▶ _TASK DETAILS_
Can you print every record below exactly as written?

▶ _RECORDED DATA_
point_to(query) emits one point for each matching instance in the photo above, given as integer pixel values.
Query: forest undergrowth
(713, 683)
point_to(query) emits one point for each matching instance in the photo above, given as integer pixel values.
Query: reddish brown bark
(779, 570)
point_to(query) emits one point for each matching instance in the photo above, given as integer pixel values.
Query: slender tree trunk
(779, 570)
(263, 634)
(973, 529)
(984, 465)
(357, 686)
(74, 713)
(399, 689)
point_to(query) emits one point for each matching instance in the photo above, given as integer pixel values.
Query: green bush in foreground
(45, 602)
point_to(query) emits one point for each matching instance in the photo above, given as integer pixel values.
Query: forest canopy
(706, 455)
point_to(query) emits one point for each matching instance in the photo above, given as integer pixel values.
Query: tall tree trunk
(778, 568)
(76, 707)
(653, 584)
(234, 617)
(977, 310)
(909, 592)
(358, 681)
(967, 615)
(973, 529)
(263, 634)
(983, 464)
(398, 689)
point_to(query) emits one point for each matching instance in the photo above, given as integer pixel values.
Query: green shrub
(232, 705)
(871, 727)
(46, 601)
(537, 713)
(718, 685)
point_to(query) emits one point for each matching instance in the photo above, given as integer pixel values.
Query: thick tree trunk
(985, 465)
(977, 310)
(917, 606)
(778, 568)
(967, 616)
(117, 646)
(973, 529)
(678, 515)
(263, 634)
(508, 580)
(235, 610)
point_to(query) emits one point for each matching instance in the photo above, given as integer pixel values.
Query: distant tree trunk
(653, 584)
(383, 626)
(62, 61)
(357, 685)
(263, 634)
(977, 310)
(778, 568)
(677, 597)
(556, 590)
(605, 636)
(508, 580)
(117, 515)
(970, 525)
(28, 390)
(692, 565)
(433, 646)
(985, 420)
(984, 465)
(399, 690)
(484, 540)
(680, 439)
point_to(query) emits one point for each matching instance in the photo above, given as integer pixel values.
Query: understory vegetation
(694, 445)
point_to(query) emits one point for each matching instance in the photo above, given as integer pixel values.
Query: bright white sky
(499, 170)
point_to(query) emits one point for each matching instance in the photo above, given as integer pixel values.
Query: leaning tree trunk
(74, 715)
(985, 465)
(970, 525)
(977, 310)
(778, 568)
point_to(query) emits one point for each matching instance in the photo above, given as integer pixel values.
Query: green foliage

▶ _THE OUTPUT_
point_to(query) emits one point for each matching instance in the photo above, given as integer pixel values.
Query: forest undergrowth
(713, 683)
point_to(query) emits one point for each matching instance in the photo above, given as integer pixel values.
Query: reddish brown bark
(779, 570)
point_to(query) emits one point for each matching instance in the photo above, given as integer pixel values.
Query: slender tree trunk
(779, 570)
(263, 634)
(973, 529)
(984, 465)
(357, 686)
(74, 713)
(399, 689)
point_to(query) emits one point for each matching instance in the photo above, given as integer pixel values.
Query: green bush in foreground
(45, 602)
point_to(query) emits one point for each matching instance in the photo above, given as integer pixel values.
Query: forest canopy
(706, 455)
point_to(query) emits one point for each matching instance in the photo above, given as integer pixel values.
Query: tall tree trunk
(778, 568)
(76, 707)
(653, 584)
(234, 617)
(977, 310)
(909, 592)
(358, 681)
(967, 615)
(973, 529)
(263, 634)
(983, 464)
(398, 689)
point_to(query) emits one point for each matching instance in the photo above, given as integer pixel values.
Query: green shrub
(232, 705)
(871, 727)
(46, 601)
(537, 713)
(718, 685)
point_to(query) emits one point for each matching instance in the photo above, given as integer pixel values.
Query: thick tree trunk
(985, 465)
(977, 310)
(917, 606)
(778, 568)
(967, 616)
(117, 646)
(973, 529)
(678, 515)
(263, 634)
(508, 580)
(235, 610)
point_to(query) emits one point for each matching instance in the photo above, given as integer pixel values.
Query: distant tree trunk
(653, 584)
(383, 626)
(62, 61)
(357, 685)
(263, 634)
(977, 310)
(778, 568)
(677, 597)
(556, 590)
(605, 636)
(508, 580)
(117, 515)
(970, 525)
(28, 390)
(692, 565)
(433, 646)
(985, 420)
(984, 465)
(399, 690)
(484, 540)
(680, 439)
point_to(query) emits one point for each matching instance in the photo above, given as integer pixel values.
Query: understory vegetation
(694, 445)
point_to(query) emits one point for each matching instance in the photo above, given as integer pixel values.
Query: bright white sky
(499, 170)
point_to(query) emits one point for each matching instance in the photo above, given as integer pixel values.
Query: leaning tree trunk
(74, 715)
(985, 465)
(970, 525)
(977, 310)
(778, 568)
point_to(query) emits one point for each matching instance in the photo above, given as integer pixel values.
Query: green foliage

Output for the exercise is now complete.